→ TEXTAUSZUG:
******************************
Waren Sie ein Befürworter eines Afro-Amerikanischen Papstes?
(lacht) Man wird ja als normaler Gläubiger nicht gefragt, sondern muss sich damit zufrieden geben, was die Kardinäle in der Konklave entscheiden. Ich hätte es spannend gefunden, wenn wir einen schwarzen Papst erlebt hätten oder wahrscheinlicher noch einen Latein-Amerikaner. Aber auch die Kirche ist ein Organismus, der Zeit braucht. Und für diese Übergangszeit ist die Wahl Benedikts ein guter Fingerzeig Gottes gewesen. Vielleicht auch deshalb, weil ausgerechnet ein Deutscher auf einen Polen folgte. Das ist angesichts der engen aber auch schwierigen Geschichte, die unsere Völker verbindet, etwas Überraschendes und Schönes. Wenn man erlebt, wie Hunderttausende in Polen dem Papst zuriefen: „Wir lieben Dich“, - und das auf Deutsch – dann ist das ein Zeichen der Versöhnung gewesen. Es gab nie einen Deutschen, der den Polen näher stand als dieser Papst. Dass die Kirche das am Ende ermöglicht hat, kann unseren beiden Völkern nur gut tun.

Allerdings: Ich hätte mir in seiner Rede in Auschwitz deutlichere Worte über die Mit-Verantwortung der Deutschen am Nationalsozialismus gewünscht. Es war nicht nur eine „Schar von Verbrechern“, die eine Katastrophe über Europa brachte. Wir wissen heute doch, dass viele beteiligt waren, und dass viele wussten, was geschieht. Auch ein kritisches Wort zum kirchlichen Anti-Judaismus wäre – gerade an diesem Ort – angebracht gewesen.

Freuen Sie sich, wenn Benedikt im September nach Bayern kommt?
Als Journalist beobachte ich das und erlebe all das neugierig mit. Ich bin aber etwas verwundert, dass er bei seinem nunmehr schon zweiten Besuch nicht auch in die Hauptstadt kommt. Berlin und den protestantischen Norden oder den atheistischen Osten so links liegen zu lassen, ist schade. Aber Bayern ist seine Heimat und er hat in seinem Alter das Recht, sich auf seine Heimat zu konzentrieren.
******************************
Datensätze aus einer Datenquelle
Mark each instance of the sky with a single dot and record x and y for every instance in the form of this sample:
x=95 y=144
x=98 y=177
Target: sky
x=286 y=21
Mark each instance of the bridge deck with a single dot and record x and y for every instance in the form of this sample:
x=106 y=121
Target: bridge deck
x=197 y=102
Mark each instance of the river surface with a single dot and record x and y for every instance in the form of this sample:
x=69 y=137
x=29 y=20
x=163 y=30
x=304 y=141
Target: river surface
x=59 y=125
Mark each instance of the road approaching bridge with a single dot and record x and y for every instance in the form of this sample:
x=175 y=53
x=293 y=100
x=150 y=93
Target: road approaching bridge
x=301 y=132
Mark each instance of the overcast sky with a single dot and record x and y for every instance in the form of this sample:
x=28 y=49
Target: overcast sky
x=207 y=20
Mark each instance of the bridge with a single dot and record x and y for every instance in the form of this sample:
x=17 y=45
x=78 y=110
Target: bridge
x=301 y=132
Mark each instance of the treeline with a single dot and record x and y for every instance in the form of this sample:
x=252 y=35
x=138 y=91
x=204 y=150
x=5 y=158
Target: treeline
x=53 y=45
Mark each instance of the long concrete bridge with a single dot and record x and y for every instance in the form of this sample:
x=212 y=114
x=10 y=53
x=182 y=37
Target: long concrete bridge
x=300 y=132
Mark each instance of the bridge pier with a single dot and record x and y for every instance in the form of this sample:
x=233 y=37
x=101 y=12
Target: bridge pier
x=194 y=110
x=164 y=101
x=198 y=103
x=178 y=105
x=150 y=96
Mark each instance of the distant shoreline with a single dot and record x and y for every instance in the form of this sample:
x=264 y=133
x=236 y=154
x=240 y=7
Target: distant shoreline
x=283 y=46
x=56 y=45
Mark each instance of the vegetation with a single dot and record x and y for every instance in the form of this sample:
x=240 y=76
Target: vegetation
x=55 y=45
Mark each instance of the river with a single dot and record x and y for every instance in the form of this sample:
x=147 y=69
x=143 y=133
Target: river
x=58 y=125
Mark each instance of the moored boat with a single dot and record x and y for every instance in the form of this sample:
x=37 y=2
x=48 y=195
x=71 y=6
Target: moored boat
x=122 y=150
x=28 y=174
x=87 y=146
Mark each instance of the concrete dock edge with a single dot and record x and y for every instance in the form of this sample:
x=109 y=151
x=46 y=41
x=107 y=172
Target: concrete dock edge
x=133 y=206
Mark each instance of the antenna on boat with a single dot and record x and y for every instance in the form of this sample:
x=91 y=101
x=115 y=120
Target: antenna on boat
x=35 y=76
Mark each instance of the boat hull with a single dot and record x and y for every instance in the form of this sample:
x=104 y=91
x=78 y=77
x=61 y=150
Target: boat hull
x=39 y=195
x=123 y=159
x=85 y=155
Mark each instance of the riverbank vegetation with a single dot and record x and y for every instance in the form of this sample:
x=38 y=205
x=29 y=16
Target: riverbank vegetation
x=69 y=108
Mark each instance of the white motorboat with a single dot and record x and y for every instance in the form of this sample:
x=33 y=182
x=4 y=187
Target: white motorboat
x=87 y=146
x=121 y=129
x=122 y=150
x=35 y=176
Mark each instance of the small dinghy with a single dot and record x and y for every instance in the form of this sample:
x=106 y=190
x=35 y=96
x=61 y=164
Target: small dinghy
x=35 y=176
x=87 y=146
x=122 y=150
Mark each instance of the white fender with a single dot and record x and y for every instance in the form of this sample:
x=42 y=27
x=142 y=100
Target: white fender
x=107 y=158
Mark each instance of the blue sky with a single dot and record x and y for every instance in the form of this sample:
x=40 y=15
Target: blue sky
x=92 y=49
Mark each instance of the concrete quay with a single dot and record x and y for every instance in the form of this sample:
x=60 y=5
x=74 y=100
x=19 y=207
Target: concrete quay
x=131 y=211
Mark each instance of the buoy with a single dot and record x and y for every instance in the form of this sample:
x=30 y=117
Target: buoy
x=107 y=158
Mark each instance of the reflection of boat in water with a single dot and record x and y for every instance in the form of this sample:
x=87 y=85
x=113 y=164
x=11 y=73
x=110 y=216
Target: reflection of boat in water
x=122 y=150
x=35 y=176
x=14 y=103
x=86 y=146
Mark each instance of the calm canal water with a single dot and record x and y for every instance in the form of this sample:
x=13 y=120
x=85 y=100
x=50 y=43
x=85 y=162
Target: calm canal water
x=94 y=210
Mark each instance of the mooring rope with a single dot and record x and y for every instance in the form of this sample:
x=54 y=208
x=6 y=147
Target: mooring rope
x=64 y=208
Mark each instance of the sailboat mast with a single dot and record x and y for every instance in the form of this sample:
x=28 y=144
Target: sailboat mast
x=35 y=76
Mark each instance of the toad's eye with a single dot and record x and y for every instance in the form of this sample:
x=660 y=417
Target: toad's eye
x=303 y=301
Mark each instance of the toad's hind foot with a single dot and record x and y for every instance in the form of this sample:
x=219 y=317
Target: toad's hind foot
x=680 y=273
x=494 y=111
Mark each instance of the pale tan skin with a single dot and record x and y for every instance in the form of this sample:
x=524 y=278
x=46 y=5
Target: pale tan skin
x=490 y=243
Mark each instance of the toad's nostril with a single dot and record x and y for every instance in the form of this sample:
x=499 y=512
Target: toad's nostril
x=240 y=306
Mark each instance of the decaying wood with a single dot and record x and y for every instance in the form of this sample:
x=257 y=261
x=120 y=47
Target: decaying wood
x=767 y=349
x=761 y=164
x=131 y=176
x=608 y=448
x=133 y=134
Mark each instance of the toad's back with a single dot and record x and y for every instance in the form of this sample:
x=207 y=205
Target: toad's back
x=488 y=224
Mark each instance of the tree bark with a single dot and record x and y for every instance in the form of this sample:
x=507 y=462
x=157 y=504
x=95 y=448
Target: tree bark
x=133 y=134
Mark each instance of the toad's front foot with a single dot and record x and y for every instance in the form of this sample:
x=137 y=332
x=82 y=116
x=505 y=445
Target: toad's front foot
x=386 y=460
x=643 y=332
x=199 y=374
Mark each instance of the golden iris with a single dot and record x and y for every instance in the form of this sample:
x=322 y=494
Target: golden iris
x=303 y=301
******************************
→ AUFGABE: Welche Begründung nennt der Textauszug dafür, dass in der Rede in Auschwitz deutlichere Worte über die Mitverantwortung der Deutschen gewünscht werden? Erkläre das in ein bis drei Sätzen.

→ ANTWORT: Die Katastrophe über Europa brachte nicht nur eine „Schar von Verbrechern“. Man weiß heute, dass viele beteiligt waren und dass viele wussten, was geschah.